Instructions for the task:
The expected response is the entire set of entries, copied exactly.

Records for the exercise:
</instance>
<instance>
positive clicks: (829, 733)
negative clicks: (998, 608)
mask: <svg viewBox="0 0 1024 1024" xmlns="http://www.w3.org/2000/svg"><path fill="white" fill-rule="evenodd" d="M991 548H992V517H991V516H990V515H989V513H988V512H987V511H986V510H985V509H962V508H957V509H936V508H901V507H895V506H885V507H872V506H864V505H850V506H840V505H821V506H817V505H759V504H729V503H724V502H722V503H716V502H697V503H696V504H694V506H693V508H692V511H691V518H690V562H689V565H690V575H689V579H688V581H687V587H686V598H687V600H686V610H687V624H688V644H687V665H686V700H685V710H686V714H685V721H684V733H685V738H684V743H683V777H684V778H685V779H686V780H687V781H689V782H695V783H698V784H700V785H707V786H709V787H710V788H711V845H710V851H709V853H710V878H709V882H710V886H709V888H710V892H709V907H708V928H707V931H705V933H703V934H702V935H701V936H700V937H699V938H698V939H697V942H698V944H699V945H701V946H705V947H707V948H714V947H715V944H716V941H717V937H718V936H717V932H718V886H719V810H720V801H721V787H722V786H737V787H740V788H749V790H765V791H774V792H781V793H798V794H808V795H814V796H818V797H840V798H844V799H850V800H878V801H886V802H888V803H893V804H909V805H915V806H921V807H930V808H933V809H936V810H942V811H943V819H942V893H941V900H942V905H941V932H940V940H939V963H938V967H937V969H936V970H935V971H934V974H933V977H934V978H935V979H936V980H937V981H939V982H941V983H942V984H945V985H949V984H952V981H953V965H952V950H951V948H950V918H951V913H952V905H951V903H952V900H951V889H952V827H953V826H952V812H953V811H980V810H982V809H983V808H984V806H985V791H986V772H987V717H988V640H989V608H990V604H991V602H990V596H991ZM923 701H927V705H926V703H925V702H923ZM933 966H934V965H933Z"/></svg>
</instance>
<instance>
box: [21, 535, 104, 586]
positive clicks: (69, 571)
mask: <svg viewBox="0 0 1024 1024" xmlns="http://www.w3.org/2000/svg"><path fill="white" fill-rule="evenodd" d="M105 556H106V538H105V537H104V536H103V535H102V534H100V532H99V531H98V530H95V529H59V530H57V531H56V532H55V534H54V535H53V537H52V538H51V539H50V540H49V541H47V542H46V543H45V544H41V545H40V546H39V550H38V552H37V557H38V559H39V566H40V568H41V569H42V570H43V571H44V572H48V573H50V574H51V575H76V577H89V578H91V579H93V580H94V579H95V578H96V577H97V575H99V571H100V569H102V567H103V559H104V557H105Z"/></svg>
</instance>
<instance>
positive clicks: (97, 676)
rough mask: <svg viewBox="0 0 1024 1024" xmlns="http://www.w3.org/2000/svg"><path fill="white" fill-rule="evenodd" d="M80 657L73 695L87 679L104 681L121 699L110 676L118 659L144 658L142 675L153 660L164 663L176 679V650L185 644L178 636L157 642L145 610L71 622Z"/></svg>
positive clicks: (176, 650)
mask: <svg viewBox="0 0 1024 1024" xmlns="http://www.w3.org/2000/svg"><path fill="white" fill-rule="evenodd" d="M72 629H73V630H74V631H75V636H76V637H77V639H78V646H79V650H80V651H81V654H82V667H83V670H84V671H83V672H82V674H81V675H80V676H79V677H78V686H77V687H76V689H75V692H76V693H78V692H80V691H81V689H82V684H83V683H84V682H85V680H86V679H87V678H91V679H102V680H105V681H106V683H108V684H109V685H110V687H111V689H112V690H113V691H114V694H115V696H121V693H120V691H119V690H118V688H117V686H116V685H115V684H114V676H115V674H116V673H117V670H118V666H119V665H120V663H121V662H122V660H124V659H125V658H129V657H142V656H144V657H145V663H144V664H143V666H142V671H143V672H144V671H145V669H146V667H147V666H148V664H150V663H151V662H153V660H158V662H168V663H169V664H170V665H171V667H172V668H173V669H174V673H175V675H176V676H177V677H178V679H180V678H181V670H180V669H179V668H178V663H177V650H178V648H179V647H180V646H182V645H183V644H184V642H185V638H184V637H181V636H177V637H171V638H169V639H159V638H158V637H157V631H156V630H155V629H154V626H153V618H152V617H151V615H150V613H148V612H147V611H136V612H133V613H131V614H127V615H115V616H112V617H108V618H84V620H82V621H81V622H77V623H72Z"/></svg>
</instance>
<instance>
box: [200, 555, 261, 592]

Answer section:
</instance>
<instance>
positive clicks: (829, 733)
negative clicks: (998, 608)
mask: <svg viewBox="0 0 1024 1024" xmlns="http://www.w3.org/2000/svg"><path fill="white" fill-rule="evenodd" d="M991 548H992V517H991V516H990V515H989V513H988V512H987V511H986V510H985V509H962V508H957V509H936V508H901V507H895V506H885V507H872V506H864V505H850V506H840V505H821V506H817V505H759V504H729V503H724V502H722V503H716V502H697V503H696V504H694V506H693V508H692V511H691V518H690V562H689V565H690V575H689V579H688V581H687V587H686V598H687V600H686V610H687V624H688V644H687V665H686V700H685V710H686V714H685V721H684V733H685V738H684V743H683V777H684V778H685V779H686V780H687V781H689V782H695V783H698V784H700V785H707V786H709V787H710V788H711V845H710V851H709V853H710V878H709V882H710V886H709V888H710V892H709V907H708V928H707V931H705V933H703V934H702V935H701V936H700V937H699V938H698V939H697V942H698V944H699V945H701V946H705V947H707V948H714V947H715V944H716V941H717V937H718V936H717V932H718V886H719V810H720V801H721V787H722V786H737V787H740V788H749V790H765V791H774V792H781V793H798V794H808V795H814V796H818V797H840V798H844V799H850V800H878V801H886V802H888V803H893V804H909V805H915V806H921V807H930V808H933V809H936V810H942V811H943V819H942V893H941V900H942V905H941V932H940V940H939V963H938V967H937V969H936V970H935V971H934V974H933V977H934V978H935V979H936V980H937V981H939V982H941V983H942V984H945V985H949V984H952V981H953V965H952V950H951V948H950V918H951V913H952V905H951V903H952V900H951V889H952V827H953V826H952V812H953V811H980V810H982V809H983V808H984V806H985V791H986V772H987V717H988V640H989V608H990V604H991V602H990V596H991ZM923 701H927V705H926V703H925V702H923ZM933 966H934V965H933Z"/></svg>
</instance>
<instance>
box: [21, 535, 104, 586]
positive clicks: (69, 571)
mask: <svg viewBox="0 0 1024 1024" xmlns="http://www.w3.org/2000/svg"><path fill="white" fill-rule="evenodd" d="M105 556H106V538H105V537H104V536H103V535H102V534H100V532H99V531H98V530H95V529H59V530H57V531H56V532H55V534H54V535H53V537H52V538H51V539H50V540H49V541H47V542H46V543H45V544H41V545H40V546H39V550H38V552H37V557H38V559H39V566H40V568H41V569H42V570H43V571H44V572H48V573H50V574H51V575H76V577H89V578H91V579H93V580H94V579H95V578H96V577H97V575H99V571H100V569H102V567H103V559H104V557H105Z"/></svg>
</instance>
<instance>
positive clicks: (97, 676)
rough mask: <svg viewBox="0 0 1024 1024" xmlns="http://www.w3.org/2000/svg"><path fill="white" fill-rule="evenodd" d="M80 657L73 695L87 679L104 681L121 699L110 676L118 659L144 658L142 675L153 660L164 663L176 679V650L185 644L178 636L157 642L145 610L71 622Z"/></svg>
positive clicks: (176, 650)
mask: <svg viewBox="0 0 1024 1024" xmlns="http://www.w3.org/2000/svg"><path fill="white" fill-rule="evenodd" d="M72 629H73V630H74V631H75V636H76V637H77V639H78V646H79V650H80V651H81V654H82V667H83V670H84V671H83V672H82V674H81V675H80V676H79V677H78V686H77V687H76V689H75V692H76V693H78V692H80V691H81V689H82V684H83V683H84V682H85V680H86V679H87V678H91V679H102V680H105V681H106V683H108V684H109V685H110V687H111V689H112V690H113V691H114V694H115V696H121V693H120V691H119V690H118V688H117V686H116V685H115V684H114V676H115V674H116V673H117V670H118V666H119V665H120V663H121V662H122V660H124V659H125V658H129V657H142V656H144V657H145V663H144V664H143V666H142V671H143V672H144V671H145V669H146V667H147V666H148V664H150V663H151V662H153V660H158V662H168V663H169V664H170V665H171V667H172V668H173V669H174V673H175V675H176V676H177V677H178V679H180V678H181V670H180V669H179V668H178V663H177V650H178V648H179V647H180V646H182V645H183V644H184V642H185V638H184V637H181V636H177V637H171V638H169V639H159V638H158V637H157V631H156V630H155V629H154V626H153V618H152V617H151V615H150V613H148V612H147V611H136V612H133V613H131V614H127V615H115V616H112V617H108V618H84V620H82V621H81V622H77V623H72Z"/></svg>
</instance>
<instance>
box: [200, 555, 261, 592]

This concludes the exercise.